Try it » Would you transcribe word for word every line from the one containing "Target: ski tip" to the end of the data, both ends included, and leave out the rest?

Task data »
──────────────────────────────

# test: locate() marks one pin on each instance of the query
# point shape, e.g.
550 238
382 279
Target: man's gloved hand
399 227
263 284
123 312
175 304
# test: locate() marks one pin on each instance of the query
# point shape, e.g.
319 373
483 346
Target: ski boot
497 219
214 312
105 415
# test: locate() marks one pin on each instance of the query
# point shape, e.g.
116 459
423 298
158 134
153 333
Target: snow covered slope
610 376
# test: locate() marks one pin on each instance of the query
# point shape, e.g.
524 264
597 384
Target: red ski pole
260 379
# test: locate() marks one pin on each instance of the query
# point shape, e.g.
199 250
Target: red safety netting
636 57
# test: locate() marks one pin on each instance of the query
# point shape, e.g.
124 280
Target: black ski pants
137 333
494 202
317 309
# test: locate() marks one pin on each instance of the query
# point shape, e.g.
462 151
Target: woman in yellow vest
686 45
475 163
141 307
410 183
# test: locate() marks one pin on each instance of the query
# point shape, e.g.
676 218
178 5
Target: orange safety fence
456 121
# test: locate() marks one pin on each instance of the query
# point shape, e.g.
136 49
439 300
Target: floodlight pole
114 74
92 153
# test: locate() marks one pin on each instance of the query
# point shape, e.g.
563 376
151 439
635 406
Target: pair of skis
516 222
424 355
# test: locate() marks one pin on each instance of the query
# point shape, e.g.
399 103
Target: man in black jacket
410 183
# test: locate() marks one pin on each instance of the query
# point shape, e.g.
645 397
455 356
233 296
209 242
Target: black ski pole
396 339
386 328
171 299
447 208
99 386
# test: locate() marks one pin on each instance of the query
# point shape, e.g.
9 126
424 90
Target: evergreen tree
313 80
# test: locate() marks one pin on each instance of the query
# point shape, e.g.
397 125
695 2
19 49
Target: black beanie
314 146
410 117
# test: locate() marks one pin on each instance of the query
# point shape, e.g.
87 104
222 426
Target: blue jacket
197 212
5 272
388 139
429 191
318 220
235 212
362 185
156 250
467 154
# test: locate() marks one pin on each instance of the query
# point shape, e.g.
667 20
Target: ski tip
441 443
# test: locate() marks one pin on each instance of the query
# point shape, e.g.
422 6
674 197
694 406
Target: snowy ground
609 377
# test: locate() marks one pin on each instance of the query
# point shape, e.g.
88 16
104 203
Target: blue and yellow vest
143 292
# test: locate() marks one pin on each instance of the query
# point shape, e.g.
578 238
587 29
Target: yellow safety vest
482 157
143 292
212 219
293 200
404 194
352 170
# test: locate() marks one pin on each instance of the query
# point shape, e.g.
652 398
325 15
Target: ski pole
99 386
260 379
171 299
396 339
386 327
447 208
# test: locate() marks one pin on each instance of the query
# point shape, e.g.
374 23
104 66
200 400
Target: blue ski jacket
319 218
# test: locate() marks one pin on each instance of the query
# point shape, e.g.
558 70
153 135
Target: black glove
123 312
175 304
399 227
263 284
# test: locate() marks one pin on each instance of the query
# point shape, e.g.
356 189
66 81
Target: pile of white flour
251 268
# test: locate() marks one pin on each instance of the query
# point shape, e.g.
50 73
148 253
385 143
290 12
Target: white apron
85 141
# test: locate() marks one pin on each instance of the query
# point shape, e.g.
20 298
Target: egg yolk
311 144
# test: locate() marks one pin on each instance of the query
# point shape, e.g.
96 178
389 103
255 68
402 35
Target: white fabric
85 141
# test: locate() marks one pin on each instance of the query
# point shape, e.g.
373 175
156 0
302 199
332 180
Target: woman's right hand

──────────────────────────────

Reply »
Target: ski tip
441 443
# test: locate() marks one pin on each instance of the query
# point shape, e.g.
422 6
674 197
694 406
Target: snowy ground
609 377
# test: locate() marks one pin on each instance of the query
# point shape, e.g.
88 16
104 203
Target: blue and yellow vest
143 292
# test: locate() marks one pin on each instance of the query
# point shape, e.g.
578 238
587 29
Target: yellow safety vest
482 157
143 292
212 219
293 200
404 194
352 170
# test: locate() marks one pin on each instance of the query
# point shape, e.g.
652 398
325 15
Target: ski pole
99 386
260 379
171 299
396 339
386 327
447 208
# test: locate() marks one pin on each instance of the query
# point shape, e.g.
374 23
104 66
200 400
Target: blue ski jacket
319 218
# test: locate() marks one pin on each instance of the query
# point shape, e.g.
558 70
153 135
Target: black glove
123 312
175 304
399 227
263 284
# test: locate() marks one pin on each instance of the query
# point shape, e.g.
356 189
66 81
Target: pile of white flour
251 268
# test: locate() marks one pin on each instance of the query
# point shape, e.g.
50 73
148 253
385 143
290 12
Target: white apron
85 141
# test: locate() marks one pin on each instance of the query
# point shape, e.g.
20 298
Target: egg yolk
311 144
# test: locate() marks one pin on each instance of the query
# point shape, e.g.
96 178
389 103
255 68
402 35
Target: white fabric
85 141
# test: locate() marks one pin on each instance of the query
# point shape, e.g.
373 175
156 0
302 199
332 180
Target: woman's right hand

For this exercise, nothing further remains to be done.